Start of EXERCISE INPUT

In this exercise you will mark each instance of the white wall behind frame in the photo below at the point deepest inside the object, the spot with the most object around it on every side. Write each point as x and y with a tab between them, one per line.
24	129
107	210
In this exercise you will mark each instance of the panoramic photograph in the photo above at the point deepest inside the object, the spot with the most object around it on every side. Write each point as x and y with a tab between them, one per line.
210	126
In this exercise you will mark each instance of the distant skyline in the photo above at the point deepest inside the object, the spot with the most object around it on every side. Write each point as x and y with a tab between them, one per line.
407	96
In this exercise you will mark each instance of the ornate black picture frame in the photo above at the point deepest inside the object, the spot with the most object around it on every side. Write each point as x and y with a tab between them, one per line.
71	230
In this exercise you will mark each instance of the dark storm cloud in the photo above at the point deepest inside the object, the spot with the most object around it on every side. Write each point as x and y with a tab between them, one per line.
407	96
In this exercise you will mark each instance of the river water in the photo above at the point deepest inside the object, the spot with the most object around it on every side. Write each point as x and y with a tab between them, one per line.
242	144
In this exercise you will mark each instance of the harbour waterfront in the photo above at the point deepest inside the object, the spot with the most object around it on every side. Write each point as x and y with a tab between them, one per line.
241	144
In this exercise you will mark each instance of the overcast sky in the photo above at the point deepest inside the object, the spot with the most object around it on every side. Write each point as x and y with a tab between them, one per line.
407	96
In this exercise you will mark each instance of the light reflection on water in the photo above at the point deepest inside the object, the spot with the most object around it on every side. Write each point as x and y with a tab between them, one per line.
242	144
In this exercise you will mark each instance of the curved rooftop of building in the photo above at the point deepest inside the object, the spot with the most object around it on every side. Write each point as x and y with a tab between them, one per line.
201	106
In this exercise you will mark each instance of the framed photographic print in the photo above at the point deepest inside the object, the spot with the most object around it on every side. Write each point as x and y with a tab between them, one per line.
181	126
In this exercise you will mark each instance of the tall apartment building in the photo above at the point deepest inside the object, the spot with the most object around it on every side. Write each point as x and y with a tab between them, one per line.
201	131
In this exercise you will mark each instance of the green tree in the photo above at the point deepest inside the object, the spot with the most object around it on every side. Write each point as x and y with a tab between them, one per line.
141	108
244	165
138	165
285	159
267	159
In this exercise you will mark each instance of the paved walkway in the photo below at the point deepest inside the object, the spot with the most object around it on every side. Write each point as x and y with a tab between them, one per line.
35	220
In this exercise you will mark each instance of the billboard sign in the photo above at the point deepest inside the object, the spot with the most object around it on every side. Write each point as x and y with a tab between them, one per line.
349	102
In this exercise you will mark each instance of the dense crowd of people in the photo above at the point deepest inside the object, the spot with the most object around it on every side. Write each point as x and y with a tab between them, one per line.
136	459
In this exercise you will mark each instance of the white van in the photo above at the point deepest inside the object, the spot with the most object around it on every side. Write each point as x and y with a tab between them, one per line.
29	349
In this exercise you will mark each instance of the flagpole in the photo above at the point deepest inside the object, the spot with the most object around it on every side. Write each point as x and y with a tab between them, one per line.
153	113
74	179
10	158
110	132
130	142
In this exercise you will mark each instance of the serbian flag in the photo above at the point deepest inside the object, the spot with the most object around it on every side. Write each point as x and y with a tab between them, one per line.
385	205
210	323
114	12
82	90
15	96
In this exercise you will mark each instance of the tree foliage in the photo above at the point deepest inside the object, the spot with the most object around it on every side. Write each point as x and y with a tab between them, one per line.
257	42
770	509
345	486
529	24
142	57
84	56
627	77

End of EXERCISE INPUT

WRITTEN PROBLEM
Update the entries above by changing every "deepest" to "farthest". Write all of them out again with nothing else altered.

EXERCISE RESPONSE
In this exercise you will mark each instance of the white wall behind frame in the photo below at the point farthest inside the object, the spot with the most object around it on every side. Write each point as x and y with a tab between them, one per line.
24	129
107	210
In this exercise you will mark each instance of the panoramic photograph in the photo above at the point farthest inside the object, the spot with the most object around it on every side. Write each point as x and y with a tab between them, one per line.
210	126
In this exercise you will mark each instance of the distant skyline in the photo above at the point farthest inside the object, the spot with the most object around it on every side. Write each point as x and y with a tab between them, one per line.
407	96
In this exercise you will mark each instance of the ornate black picture frame in the photo above at the point farthest inside the object, the spot with the most object around it on every side. Write each point as x and y with a tab between them, one per line.
71	230
In this exercise you will mark each instance of the dark storm cloud in the photo above at the point farthest inside the object, the spot with the most object around it on every side. Write each point as x and y with a tab between them, one per line.
407	96
In this exercise you will mark each instance of the river water in the photo above at the point farthest inside the object, the spot with the most object around it on every side. Write each point as x and y with a tab between them, one per line.
242	144
In this exercise you will mark each instance of the harbour waterfront in the photo above at the point farthest inside the object, the spot with the most object around it on every side. Write each point as x and y with a tab between them, one per line.
241	144
In this exercise you will mark each instance of the overcast sky in the photo above at the point farthest inside the object, the spot with the most object around it on every side. Write each point as x and y with a tab between them, one per line.
407	96
In this exercise you will mark each instance of the light reflection on water in the photo above at the point farthest inside the object, the spot with the most object around it on every side. Write each point as x and y with a tab between them, one per line.
242	144
In this exercise you will mark each instance of the curved rooftop of building in the photo above at the point farthest inside the object, the spot with the most object around it on every side. Write each point as x and y with a tab between them, one per line.
201	106
In this exercise you will mark each instance of the framed photographic print in the photo above at the point farthest inside the object, the spot with the most object around it on every side. Write each point as x and y with a tab between them, one per line.
181	126
In this exercise you will mark each instance of the tall apartment building in the photo above at the point farthest inside the object, the spot with the most object around it on every side. Write each point as x and y with a tab between them, one per line.
201	131
In this exercise you will mark each instance of the green tree in the photo above at the point farthest inside the object, the spot with the most object around it on every side. Write each point as x and y with a tab between them, one per line.
141	108
244	165
138	165
285	159
267	159
In this exercise you will mark each instance of the paved walkway in the photo below at the point farthest inside the object, the spot with the most object around it on every side. Write each point as x and y with a tab between them, one per line.
35	220
In this exercise you will mark each instance of the billboard sign in the photo above at the point farthest inside the object, the spot with the most object around it on every side. Write each point as x and y with a tab between them, one per line.
349	102
In this exercise you will mark each instance of the dense crowd of people in the photo above at the point farthest inside the object, the spot with the most object around it on every side. Write each point as x and y with a tab between them, one per line.
136	459
In this exercise you will mark each instance of the white van in the photo above at the point farthest inside the object, the spot with the most object around it on every side. Write each point as x and y with a tab between them, one per line.
29	349
In this exercise you will mark each instance of the flagpole in the photo above at the point farthest inside the object, the spot with the most object around it on every side. Write each point as x and y with a tab between them, one per line.
153	113
74	179
10	158
110	132
130	142
In this exercise you will mark each instance of the serbian flag in the photo above at the point farthest inside the object, the spot with the most object around it on every side. Write each point as x and y with a tab between them, one per line.
385	205
210	323
114	12
82	90
15	96
In this exercise you will mark each instance of the tree foliage in the photo above at the point farthest inside the object, the spot with the most object around it on every side. Write each point as x and y with a tab between them, one per line.
257	42
770	509
345	486
529	24
142	57
84	56
627	77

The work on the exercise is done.